- [PASSAGE TO READ]
# # # # #
Microplastics and microbial interactions in marine environments: A critical review on biogeochemical cycling and ecological impacts

Marine microplastic pollution has emerged as a critical global environmental challenge, exerting multifaceted impacts on marine ecosystems through intertwined physicochemical and biological processes. This review integrates bibliometric analysis (2015-2025) with mechanistic synthesis to examine the bidirectional interactions between microplastics and marine microorganisms. Microplastics provide persistent substrates that foster plastisphere formation, reshape microbial community structure, and enhance biofilm development, while also serving as vectors for pollutants and antibiotic resistance genes. In turn, microorganisms regulate the environmental fate of microplastics through biofilm-mediated aggregation, enzymatic degradation, and surface transformation. These processes profoundly influence marine biogeochemical cycles-particularly carbon, nitrogen, phosphorus, and sulfur fluxes-with cascading effects on productivity, nutrient dynamics, and ecosystem stability. Despite growing evidence, key gaps remain in linking molecular-level mechanisms to ecosystem-scale outcomes, especially in deep-sea and sedimentary habitats. Future progress requires multidisciplinary approaches coupling multi-omics, sedimentary microbiology, and synthetic biology to accelerate the discovery and optimization of microbial consortia capable of effective plastic degradation under realistic marine conditions. Advancing such integrative research is vital for predicting the long-term fate of microplastics and informing strategies for marine pollution mitigation and ecological restoration.
# # # # #
- [DATASET ENTRIES]

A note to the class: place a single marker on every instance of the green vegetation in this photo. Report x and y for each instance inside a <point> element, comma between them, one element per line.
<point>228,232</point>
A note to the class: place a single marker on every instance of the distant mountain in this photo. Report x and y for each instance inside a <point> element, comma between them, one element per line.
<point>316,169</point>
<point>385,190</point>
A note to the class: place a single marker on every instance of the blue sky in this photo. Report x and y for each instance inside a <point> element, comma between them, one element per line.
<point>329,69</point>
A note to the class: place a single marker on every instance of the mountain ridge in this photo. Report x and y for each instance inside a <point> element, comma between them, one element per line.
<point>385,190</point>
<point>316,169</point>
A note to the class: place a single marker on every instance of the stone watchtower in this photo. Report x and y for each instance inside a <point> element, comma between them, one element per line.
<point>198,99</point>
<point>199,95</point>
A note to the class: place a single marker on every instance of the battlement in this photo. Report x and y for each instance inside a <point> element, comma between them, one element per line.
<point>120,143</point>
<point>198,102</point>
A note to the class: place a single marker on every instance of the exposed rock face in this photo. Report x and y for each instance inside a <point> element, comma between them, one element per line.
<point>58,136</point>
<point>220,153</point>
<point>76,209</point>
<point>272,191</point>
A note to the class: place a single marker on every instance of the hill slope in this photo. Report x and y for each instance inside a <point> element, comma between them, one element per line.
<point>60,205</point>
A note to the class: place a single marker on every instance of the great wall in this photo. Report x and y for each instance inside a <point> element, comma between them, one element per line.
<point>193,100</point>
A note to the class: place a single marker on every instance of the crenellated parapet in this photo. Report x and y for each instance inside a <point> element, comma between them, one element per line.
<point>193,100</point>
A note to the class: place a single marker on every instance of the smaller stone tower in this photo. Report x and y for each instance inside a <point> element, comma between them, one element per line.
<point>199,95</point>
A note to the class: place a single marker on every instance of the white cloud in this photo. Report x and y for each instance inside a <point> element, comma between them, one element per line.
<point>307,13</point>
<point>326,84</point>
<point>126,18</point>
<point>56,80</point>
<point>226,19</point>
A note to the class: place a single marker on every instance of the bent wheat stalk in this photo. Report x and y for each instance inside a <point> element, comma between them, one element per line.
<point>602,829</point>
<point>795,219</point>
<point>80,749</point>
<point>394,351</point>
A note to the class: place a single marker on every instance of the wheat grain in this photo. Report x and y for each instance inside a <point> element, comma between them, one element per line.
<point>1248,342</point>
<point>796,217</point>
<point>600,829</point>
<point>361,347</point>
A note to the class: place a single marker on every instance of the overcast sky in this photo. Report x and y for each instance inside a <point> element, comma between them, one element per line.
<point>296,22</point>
# # # # #
- [YOUR TASK] In two sentences, summarize the passage on microplastics and marine microorganisms.

- [ANSWER TO THE EXERCISE] Microplastics give marine microorganisms lasting surfaces that shape plastisphere communities and carry pollutants and antibiotic resistance genes, while microbes in turn change the fate of microplastics through aggregation, enzymatic degradation, and surface transformation, with effects on carbon, nitrogen, phosphorus, and sulfur cycling. Gaps remain in linking molecular mechanisms to ecosystem-scale outcomes, especially in deep-sea and sedimentary habitats, so multidisciplinary work is needed to find microbial consortia that can degrade plastic under real marine conditions.